> **Required work**:
- A) Please summarize the passage on Iranian fertility in two sentences.
- B) Carry on writing the passage on Iranian fertility, picking up after its final sentence.

> **Selected text**:

* begin *

In 2011, the United Nations Population Division published its World Population Prospects: The 2010 Revision. In this report, the Iranian TFR was estimated to have fallen from 1.96 in 2000-2005 to 1.59 in 2010-2015. It was then projected to fall by 2025-2030 to 1.34 in the medium variant projection and to an extraordinarily low 0.84 in the low variant projection. These numbers raised major concern in parts of the Iranian Government. To avert the potential of a future disastrous population decline, a pronatalist bill was drafted for consideration by the Iranian parliament. The draft law, among numerous other provisions, called for restrictions on the employment of women and young single people and encouragements for women to marry in their late teens. Our objective is to measure the trend in fertility in Iran especially from 2000 onwards. Using the 2010 Iran Demographic and Health Survey, the synthetic cohort parity progression ratio method is used to measure the trend in fertility in Iran. Synthetic parity progressions are compared with real cohort parity progresses to examine the presence of tempo effects. Comparison is made with age-based measures of total fertility from the DHS, the 2006 and 2011 Censuses and the birth registration system.

* end *

> **Items**:
* begin *

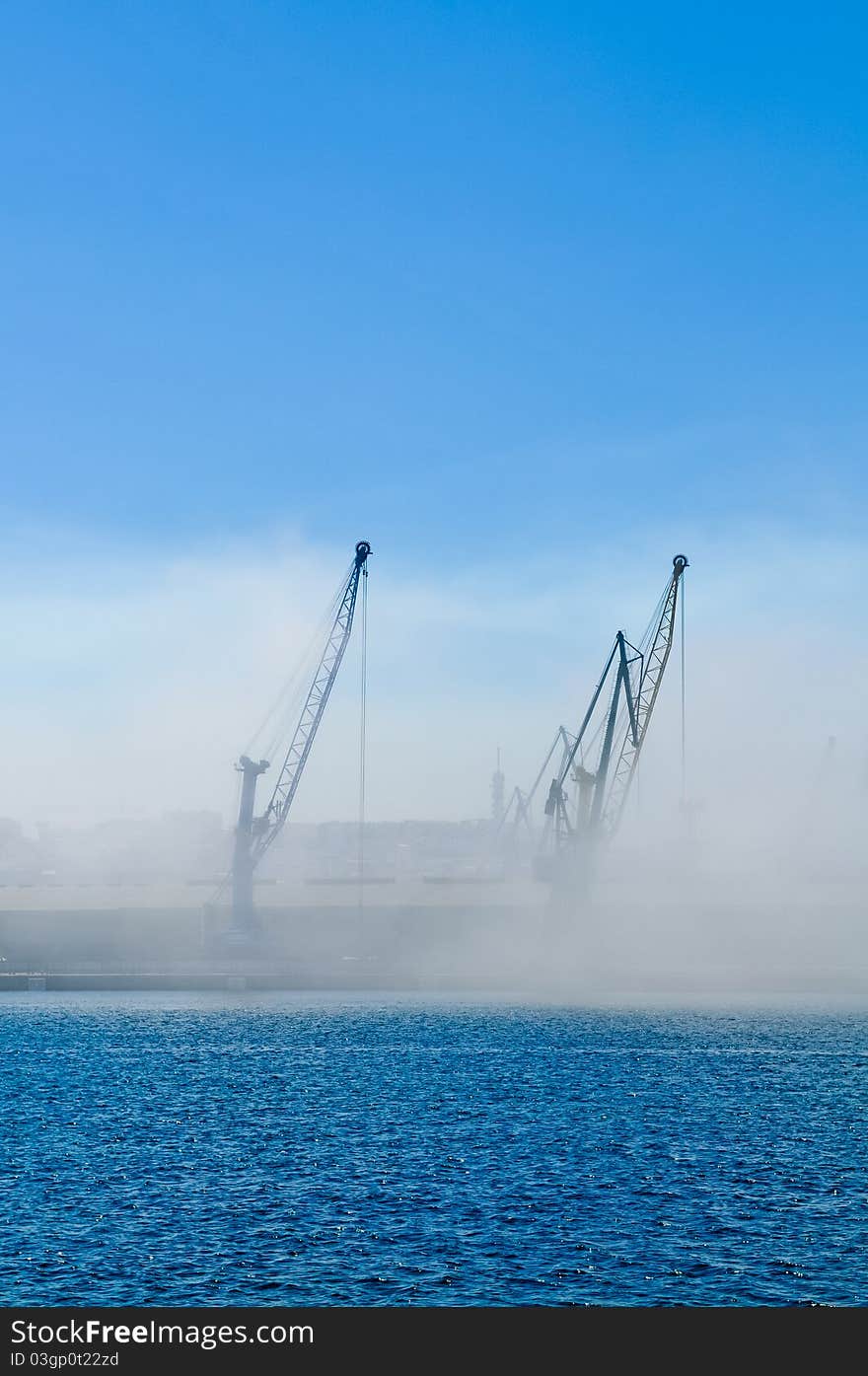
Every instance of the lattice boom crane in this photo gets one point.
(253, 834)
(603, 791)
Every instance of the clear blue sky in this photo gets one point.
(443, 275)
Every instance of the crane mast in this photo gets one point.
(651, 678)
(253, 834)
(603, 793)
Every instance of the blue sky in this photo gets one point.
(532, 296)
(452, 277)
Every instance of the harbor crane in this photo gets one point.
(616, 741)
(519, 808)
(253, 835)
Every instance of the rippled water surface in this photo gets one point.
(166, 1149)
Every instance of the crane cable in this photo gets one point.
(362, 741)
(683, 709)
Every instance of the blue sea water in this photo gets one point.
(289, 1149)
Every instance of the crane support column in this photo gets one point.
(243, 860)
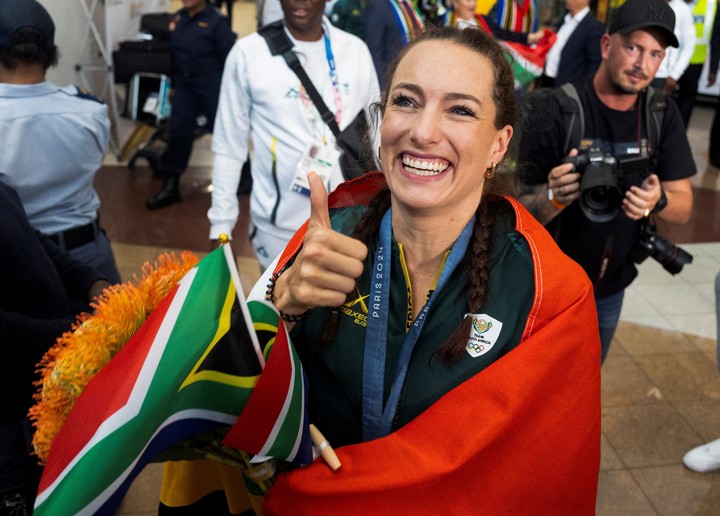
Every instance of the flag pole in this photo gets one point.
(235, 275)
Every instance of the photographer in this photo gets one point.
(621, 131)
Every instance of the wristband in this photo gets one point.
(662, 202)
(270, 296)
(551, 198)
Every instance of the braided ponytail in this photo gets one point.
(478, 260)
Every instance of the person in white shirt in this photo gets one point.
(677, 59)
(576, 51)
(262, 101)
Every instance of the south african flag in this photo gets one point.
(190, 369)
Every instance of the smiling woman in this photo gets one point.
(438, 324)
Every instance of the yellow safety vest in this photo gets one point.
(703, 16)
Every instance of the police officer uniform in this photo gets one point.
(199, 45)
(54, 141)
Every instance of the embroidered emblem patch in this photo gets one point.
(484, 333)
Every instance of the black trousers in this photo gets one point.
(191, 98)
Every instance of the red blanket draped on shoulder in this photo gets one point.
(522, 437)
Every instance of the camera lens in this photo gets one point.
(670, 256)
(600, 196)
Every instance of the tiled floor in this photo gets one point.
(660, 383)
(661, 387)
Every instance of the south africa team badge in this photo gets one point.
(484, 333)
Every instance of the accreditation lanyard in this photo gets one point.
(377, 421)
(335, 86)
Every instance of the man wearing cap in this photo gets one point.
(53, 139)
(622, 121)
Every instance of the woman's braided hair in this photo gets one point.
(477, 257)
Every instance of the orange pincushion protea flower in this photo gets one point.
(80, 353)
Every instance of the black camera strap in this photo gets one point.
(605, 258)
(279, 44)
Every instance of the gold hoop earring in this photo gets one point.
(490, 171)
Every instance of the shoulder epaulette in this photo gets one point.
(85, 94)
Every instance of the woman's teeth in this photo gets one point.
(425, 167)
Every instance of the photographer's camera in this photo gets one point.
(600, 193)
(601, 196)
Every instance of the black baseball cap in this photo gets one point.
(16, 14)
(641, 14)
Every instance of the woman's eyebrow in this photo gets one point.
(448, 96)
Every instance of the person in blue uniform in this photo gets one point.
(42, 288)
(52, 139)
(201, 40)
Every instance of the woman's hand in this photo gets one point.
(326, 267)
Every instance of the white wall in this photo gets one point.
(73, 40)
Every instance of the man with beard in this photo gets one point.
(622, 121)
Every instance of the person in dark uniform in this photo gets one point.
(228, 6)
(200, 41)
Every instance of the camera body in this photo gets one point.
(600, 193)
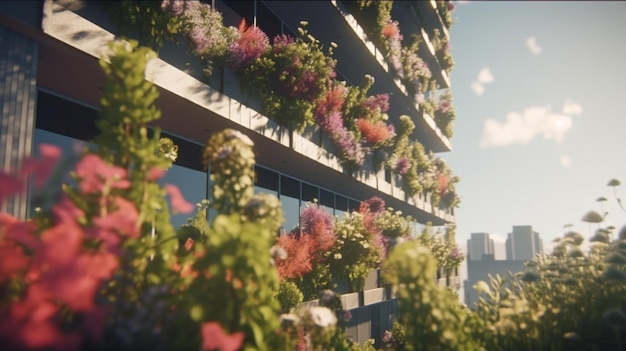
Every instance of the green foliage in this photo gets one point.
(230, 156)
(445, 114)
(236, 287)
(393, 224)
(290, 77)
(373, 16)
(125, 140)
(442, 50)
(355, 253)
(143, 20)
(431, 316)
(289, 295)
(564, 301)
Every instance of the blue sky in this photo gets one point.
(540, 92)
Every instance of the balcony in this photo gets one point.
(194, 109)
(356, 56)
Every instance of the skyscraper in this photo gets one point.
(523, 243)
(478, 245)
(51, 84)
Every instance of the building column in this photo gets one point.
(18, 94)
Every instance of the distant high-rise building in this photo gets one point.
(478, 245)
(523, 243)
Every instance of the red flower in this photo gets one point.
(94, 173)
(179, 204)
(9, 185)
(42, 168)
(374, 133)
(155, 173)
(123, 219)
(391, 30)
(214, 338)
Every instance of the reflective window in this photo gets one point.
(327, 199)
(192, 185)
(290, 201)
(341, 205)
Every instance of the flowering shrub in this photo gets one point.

* end *

> **Answers for the tasks**:
- A) A 2011 UN Population Division report estimated that Iran's TFR fell from 1.96 in 2000-2005 to 1.59 in 2010-2015 and projected further declines, which raised major concern in parts of the Iranian Government and led to a draft pronatalist bill that would restrict the employment of women and young single people and encourage women to marry in their late teens. The study aims to measure Iran's fertility trend, especially from 2000 onwards, by applying the synthetic cohort parity progression ratio method to the 2010 Iran Demographic and Health Survey, comparing the results with real cohort parity progressions and with age-based total fertility measures from the DHS, the 2006 and 2011 Censuses and the birth registration system.

- B)
The paper demonstrates that fertility in Iran has been constant for the past decade at a level of 1.9-2.0 births per woman. It also shows that there is little evidence of tempo effects in Iranian fertility since 2000, most likely because there has been very little change in the age at first birth. Our findings provide evidence that there is no need for Iran to implement punitive pronatalist measures.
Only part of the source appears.